▶ EXERCISE DETAILS
Copy the listing below verbatim, starting at the line containing "the black metal" and continuing through the last line of the listing. Leave out the pictures.

--- begin PROVIDED ENTRIES ---

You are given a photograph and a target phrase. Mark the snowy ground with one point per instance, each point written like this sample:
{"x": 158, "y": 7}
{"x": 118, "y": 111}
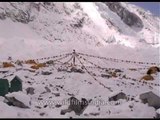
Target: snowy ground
{"x": 26, "y": 41}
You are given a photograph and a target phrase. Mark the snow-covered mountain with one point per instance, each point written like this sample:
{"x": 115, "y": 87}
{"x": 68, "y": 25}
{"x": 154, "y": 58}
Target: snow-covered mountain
{"x": 31, "y": 30}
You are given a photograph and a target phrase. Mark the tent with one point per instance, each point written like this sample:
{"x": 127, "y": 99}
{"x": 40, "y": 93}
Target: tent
{"x": 4, "y": 87}
{"x": 16, "y": 84}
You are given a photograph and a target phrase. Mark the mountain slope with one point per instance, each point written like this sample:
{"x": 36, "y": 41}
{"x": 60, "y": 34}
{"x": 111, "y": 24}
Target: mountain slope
{"x": 40, "y": 30}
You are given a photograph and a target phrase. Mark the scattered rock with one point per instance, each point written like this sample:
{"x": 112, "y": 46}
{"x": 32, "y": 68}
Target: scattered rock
{"x": 47, "y": 89}
{"x": 30, "y": 90}
{"x": 118, "y": 70}
{"x": 46, "y": 73}
{"x": 158, "y": 113}
{"x": 151, "y": 98}
{"x": 42, "y": 114}
{"x": 105, "y": 76}
{"x": 19, "y": 100}
{"x": 118, "y": 96}
{"x": 94, "y": 114}
{"x": 58, "y": 105}
{"x": 57, "y": 94}
{"x": 75, "y": 105}
{"x": 73, "y": 69}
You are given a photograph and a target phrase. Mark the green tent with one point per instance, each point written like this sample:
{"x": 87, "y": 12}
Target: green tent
{"x": 4, "y": 87}
{"x": 16, "y": 84}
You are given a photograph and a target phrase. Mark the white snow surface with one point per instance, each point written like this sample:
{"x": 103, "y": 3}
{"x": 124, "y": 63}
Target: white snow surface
{"x": 51, "y": 34}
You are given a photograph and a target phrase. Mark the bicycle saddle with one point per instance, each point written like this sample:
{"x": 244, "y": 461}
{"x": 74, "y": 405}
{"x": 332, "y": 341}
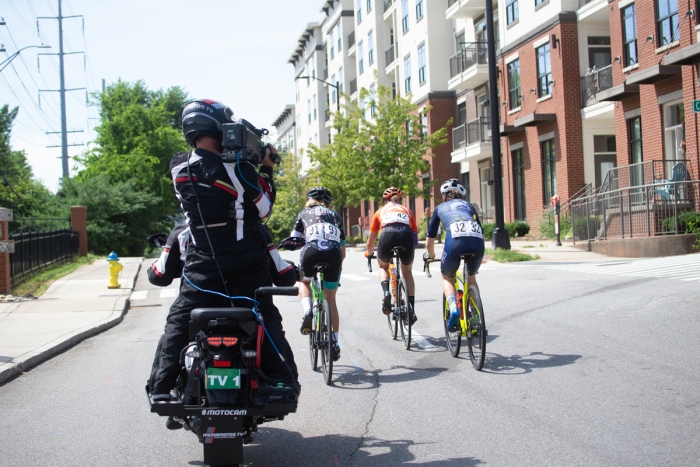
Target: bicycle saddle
{"x": 203, "y": 315}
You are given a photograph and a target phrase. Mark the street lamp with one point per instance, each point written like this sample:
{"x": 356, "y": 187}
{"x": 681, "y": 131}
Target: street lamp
{"x": 7, "y": 61}
{"x": 336, "y": 86}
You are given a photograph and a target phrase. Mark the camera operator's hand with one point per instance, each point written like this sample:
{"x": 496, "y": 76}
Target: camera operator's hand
{"x": 270, "y": 156}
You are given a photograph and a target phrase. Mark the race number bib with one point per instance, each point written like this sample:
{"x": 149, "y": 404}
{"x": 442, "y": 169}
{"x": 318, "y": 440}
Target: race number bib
{"x": 468, "y": 228}
{"x": 322, "y": 231}
{"x": 396, "y": 217}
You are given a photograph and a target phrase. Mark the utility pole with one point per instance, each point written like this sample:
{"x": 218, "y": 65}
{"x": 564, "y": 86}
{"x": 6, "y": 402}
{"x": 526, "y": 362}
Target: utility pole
{"x": 500, "y": 238}
{"x": 62, "y": 90}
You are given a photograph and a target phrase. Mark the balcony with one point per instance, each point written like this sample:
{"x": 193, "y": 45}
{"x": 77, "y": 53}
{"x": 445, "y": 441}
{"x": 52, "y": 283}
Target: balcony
{"x": 465, "y": 8}
{"x": 471, "y": 141}
{"x": 469, "y": 67}
{"x": 596, "y": 80}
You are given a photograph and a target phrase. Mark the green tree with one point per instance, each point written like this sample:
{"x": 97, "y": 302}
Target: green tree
{"x": 119, "y": 213}
{"x": 18, "y": 190}
{"x": 138, "y": 135}
{"x": 380, "y": 142}
{"x": 291, "y": 197}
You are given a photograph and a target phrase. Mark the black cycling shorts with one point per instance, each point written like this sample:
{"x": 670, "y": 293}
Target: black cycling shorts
{"x": 394, "y": 235}
{"x": 310, "y": 257}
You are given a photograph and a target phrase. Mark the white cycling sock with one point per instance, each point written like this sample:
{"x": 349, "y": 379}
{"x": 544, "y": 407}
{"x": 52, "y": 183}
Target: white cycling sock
{"x": 306, "y": 304}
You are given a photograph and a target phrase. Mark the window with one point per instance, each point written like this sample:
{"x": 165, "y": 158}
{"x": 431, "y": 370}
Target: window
{"x": 666, "y": 20}
{"x": 604, "y": 156}
{"x": 360, "y": 55}
{"x": 544, "y": 72}
{"x": 332, "y": 44}
{"x": 514, "y": 98}
{"x": 421, "y": 64}
{"x": 519, "y": 184}
{"x": 674, "y": 131}
{"x": 407, "y": 74}
{"x": 334, "y": 91}
{"x": 634, "y": 129}
{"x": 340, "y": 37}
{"x": 419, "y": 10}
{"x": 404, "y": 15}
{"x": 511, "y": 11}
{"x": 629, "y": 35}
{"x": 549, "y": 170}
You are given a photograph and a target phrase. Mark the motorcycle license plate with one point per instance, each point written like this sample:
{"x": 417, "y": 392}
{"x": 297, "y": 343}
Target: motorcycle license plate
{"x": 223, "y": 378}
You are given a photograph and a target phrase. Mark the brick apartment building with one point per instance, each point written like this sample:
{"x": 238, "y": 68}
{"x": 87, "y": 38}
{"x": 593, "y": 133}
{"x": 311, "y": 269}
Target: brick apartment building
{"x": 585, "y": 86}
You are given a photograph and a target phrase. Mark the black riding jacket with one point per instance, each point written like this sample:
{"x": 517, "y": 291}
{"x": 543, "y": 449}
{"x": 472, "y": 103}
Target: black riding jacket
{"x": 231, "y": 196}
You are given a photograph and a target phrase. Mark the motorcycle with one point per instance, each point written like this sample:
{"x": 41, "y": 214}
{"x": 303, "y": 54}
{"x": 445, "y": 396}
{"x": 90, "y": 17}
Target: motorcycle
{"x": 222, "y": 395}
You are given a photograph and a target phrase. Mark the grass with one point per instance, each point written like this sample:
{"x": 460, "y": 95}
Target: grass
{"x": 508, "y": 256}
{"x": 38, "y": 284}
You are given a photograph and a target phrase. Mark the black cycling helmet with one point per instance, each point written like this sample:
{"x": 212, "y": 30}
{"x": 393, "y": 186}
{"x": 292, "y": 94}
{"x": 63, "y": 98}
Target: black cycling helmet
{"x": 452, "y": 184}
{"x": 204, "y": 117}
{"x": 321, "y": 194}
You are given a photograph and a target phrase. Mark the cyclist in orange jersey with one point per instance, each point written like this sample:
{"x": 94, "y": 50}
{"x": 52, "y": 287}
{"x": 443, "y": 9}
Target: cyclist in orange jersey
{"x": 398, "y": 228}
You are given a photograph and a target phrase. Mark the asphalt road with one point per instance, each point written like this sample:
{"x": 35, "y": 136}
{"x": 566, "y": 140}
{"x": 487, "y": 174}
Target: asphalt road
{"x": 581, "y": 369}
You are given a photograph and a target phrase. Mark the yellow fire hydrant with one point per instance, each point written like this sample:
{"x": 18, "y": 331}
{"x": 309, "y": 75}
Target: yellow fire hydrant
{"x": 115, "y": 268}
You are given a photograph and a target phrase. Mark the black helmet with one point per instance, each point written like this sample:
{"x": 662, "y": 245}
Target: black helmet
{"x": 452, "y": 184}
{"x": 321, "y": 194}
{"x": 204, "y": 118}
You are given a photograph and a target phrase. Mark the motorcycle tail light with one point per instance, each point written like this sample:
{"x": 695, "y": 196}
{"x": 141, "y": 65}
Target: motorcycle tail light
{"x": 214, "y": 341}
{"x": 230, "y": 341}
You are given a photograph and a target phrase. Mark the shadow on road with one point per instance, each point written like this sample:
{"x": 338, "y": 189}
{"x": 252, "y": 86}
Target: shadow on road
{"x": 522, "y": 364}
{"x": 349, "y": 377}
{"x": 279, "y": 448}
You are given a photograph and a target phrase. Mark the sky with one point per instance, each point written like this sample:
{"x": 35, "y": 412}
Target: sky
{"x": 234, "y": 51}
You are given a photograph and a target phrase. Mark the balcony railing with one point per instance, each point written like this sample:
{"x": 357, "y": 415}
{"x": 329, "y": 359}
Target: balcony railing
{"x": 476, "y": 131}
{"x": 390, "y": 55}
{"x": 596, "y": 80}
{"x": 474, "y": 53}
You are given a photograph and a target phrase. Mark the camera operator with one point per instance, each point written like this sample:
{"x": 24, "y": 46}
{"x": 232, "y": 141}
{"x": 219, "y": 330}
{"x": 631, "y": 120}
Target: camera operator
{"x": 223, "y": 200}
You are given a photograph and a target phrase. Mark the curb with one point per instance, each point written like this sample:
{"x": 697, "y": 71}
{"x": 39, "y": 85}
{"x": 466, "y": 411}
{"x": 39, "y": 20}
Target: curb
{"x": 46, "y": 352}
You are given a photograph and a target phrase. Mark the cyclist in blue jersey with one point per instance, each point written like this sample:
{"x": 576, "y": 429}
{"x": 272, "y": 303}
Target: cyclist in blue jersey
{"x": 463, "y": 235}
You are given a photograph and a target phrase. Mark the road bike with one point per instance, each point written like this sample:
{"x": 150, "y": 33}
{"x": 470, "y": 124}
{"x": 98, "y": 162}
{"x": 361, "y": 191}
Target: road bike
{"x": 401, "y": 315}
{"x": 471, "y": 316}
{"x": 321, "y": 338}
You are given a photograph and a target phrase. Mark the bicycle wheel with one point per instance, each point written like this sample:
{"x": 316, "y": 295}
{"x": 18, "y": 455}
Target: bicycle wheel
{"x": 453, "y": 339}
{"x": 476, "y": 338}
{"x": 405, "y": 313}
{"x": 393, "y": 323}
{"x": 326, "y": 343}
{"x": 313, "y": 338}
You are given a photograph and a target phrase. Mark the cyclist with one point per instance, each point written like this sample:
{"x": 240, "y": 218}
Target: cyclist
{"x": 323, "y": 229}
{"x": 464, "y": 235}
{"x": 398, "y": 228}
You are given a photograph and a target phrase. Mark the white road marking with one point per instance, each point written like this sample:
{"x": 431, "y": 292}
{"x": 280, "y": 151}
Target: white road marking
{"x": 165, "y": 293}
{"x": 139, "y": 295}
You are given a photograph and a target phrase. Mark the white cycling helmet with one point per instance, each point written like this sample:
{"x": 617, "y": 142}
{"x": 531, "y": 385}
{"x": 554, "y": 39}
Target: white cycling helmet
{"x": 452, "y": 184}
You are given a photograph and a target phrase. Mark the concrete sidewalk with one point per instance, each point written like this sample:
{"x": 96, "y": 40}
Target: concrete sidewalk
{"x": 74, "y": 308}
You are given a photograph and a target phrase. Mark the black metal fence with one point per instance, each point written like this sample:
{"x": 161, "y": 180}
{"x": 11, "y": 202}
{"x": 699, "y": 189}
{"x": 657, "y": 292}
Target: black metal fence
{"x": 36, "y": 250}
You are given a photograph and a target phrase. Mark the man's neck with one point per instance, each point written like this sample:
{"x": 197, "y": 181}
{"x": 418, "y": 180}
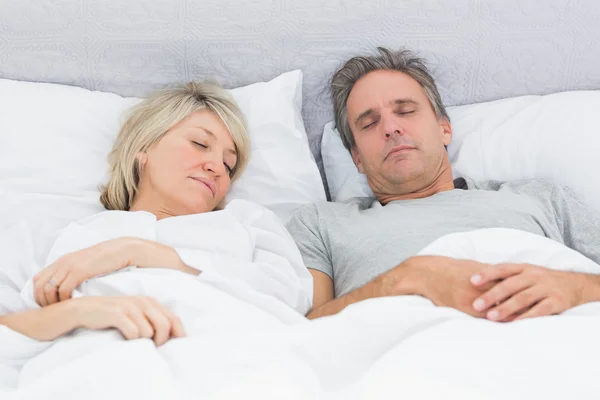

--- end PROVIDED ENTRIES ---

▶ EXERCISE SOLUTION
You are given a photograph and a target phrase. Mark the black metal fence with one point per instance, each point written like this sample:
{"x": 161, "y": 180}
{"x": 11, "y": 202}
{"x": 699, "y": 189}
{"x": 657, "y": 292}
Target: black metal fence
{"x": 36, "y": 250}
You are given a photograph and a target phrase. Mark the man's neck with one point per instance, each point written like this sample:
{"x": 197, "y": 181}
{"x": 418, "y": 180}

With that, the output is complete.